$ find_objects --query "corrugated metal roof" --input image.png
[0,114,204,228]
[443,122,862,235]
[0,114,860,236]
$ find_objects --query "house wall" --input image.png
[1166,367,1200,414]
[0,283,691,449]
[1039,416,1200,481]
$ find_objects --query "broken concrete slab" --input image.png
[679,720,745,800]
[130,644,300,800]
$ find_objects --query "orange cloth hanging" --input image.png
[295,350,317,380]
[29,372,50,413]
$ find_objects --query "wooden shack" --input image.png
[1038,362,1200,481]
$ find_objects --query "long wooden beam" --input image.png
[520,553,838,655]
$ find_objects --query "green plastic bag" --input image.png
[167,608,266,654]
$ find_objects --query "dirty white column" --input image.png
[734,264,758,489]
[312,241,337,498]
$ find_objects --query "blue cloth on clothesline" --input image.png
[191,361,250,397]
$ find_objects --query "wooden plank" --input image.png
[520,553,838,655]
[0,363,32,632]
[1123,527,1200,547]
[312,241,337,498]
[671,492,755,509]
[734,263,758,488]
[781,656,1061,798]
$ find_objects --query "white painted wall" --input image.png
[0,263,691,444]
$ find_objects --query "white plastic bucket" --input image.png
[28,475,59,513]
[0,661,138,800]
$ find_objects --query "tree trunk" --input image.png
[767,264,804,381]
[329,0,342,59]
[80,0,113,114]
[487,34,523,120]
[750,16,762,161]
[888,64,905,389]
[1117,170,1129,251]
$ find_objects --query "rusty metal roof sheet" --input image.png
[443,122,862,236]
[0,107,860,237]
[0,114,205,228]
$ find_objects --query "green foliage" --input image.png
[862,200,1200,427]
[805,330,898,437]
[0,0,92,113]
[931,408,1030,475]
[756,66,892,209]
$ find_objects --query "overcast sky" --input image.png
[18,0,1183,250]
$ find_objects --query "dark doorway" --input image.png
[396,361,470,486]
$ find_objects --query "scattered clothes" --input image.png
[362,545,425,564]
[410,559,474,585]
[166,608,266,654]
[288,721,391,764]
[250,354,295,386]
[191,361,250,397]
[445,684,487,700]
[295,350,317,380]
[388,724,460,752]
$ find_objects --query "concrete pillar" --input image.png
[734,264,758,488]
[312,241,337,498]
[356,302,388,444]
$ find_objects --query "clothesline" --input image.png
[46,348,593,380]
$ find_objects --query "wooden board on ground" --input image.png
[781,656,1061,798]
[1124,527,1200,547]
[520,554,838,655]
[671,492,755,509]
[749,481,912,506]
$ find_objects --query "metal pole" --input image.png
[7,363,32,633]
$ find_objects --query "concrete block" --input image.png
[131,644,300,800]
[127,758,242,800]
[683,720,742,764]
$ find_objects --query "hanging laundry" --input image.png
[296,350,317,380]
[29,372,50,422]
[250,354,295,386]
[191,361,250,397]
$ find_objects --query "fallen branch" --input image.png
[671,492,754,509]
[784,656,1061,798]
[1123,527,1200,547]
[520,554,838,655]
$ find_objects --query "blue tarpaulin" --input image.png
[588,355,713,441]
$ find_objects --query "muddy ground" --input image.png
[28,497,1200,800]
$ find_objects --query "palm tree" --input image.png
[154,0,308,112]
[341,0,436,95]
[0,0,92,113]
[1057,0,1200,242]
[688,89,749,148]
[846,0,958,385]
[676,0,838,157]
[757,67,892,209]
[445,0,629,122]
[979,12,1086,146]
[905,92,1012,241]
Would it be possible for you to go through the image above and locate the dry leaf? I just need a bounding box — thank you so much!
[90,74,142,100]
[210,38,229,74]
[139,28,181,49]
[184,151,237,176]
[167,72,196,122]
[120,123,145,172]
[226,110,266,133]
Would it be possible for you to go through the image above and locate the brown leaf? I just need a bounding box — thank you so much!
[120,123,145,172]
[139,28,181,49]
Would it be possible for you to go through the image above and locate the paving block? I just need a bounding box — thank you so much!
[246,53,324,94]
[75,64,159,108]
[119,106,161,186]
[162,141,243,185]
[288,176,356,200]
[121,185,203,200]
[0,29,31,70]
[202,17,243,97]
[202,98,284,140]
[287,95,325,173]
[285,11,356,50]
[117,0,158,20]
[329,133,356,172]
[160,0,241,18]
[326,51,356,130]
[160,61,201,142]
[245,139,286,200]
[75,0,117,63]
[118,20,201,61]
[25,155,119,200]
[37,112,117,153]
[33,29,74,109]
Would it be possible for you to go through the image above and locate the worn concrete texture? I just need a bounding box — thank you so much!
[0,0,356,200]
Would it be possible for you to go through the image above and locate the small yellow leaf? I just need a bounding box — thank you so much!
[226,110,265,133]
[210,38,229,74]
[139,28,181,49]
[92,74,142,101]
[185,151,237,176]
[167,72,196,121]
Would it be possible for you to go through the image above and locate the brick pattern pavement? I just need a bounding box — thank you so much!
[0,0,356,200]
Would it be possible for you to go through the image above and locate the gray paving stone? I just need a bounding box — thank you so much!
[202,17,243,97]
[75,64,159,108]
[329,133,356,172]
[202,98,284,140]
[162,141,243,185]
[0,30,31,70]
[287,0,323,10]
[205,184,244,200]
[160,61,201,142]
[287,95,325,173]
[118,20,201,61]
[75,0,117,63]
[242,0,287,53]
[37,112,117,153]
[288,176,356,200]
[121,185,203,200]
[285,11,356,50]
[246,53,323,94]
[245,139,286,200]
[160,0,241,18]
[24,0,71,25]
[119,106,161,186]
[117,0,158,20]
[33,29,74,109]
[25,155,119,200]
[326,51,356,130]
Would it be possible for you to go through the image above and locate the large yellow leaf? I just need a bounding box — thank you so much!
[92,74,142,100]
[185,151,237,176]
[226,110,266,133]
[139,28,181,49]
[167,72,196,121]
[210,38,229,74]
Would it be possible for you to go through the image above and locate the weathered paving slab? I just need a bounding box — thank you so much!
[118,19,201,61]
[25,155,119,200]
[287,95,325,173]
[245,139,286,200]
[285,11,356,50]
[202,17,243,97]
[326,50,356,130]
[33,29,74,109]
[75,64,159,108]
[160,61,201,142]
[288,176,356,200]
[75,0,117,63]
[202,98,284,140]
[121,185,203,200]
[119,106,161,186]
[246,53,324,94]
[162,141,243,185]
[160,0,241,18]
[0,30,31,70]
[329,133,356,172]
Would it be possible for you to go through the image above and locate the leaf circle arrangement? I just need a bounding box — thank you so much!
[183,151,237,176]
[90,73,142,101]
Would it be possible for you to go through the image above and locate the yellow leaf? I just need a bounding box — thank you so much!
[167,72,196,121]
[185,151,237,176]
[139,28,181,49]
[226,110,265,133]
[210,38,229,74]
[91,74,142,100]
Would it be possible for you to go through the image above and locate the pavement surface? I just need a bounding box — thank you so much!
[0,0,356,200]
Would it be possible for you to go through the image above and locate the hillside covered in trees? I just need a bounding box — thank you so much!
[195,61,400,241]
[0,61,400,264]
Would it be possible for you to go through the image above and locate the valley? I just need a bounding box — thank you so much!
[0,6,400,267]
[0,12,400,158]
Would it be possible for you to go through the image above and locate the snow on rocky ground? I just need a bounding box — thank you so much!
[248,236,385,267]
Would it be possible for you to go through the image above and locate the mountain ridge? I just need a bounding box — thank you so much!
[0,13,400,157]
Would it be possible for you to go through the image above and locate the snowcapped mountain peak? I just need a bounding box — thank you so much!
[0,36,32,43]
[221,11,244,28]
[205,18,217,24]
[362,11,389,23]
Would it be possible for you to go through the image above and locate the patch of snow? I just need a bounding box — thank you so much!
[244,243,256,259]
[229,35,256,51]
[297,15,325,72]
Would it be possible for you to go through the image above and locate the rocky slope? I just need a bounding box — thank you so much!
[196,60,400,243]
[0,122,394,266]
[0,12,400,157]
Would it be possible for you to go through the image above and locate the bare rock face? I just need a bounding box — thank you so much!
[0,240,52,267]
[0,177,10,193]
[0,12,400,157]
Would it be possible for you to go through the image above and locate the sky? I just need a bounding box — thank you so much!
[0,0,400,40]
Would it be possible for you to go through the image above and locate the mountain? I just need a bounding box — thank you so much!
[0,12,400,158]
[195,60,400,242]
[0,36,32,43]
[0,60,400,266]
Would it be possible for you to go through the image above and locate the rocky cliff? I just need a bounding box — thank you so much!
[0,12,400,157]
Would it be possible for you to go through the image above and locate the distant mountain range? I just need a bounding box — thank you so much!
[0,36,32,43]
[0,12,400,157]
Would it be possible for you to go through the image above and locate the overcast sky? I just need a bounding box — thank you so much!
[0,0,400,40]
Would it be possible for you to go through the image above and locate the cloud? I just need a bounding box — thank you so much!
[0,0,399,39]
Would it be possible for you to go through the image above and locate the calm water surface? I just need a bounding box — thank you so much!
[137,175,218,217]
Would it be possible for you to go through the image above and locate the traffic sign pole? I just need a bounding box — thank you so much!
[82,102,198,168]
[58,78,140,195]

=== What you have to do ===
Could you give back the listing from the line containing "locate the mountain?" through the end of the listing, changing "bounding box" to "rectangle" and leaving everything else unchanged?

=== The solution ===
Would it be possible for you to go through the image above and locate the mountain? I just need a rectangle — thank you so much!
[0,12,400,158]
[195,60,400,242]
[0,36,32,43]
[0,60,400,266]
Would it be possible for you to go through the image above and locate the rocky cliff? I just need a rectangle — thank you so much!
[0,12,400,157]
Would it be possible for you to go through the image above and locate the distant mountain range? I just need a rectangle — thank you so much!
[0,36,32,43]
[0,12,400,157]
Would it be possible for you to go through the image above and locate the overcast sky? I just need a rectangle — thank you so much!
[0,0,400,40]
Would it be possible for you to go through the image above and locate the cloud? I just need a rectangle — thank you so much!
[0,0,399,39]
Would it be possible for you to go through the image above and locate the calm water surface? I just need a rectangle — thank you so much!
[137,175,218,217]
Would it be possible for you to go through the image above and locate the traffic sign pole? I just need a rectangle — thank you so much!
[82,102,198,168]
[58,78,140,195]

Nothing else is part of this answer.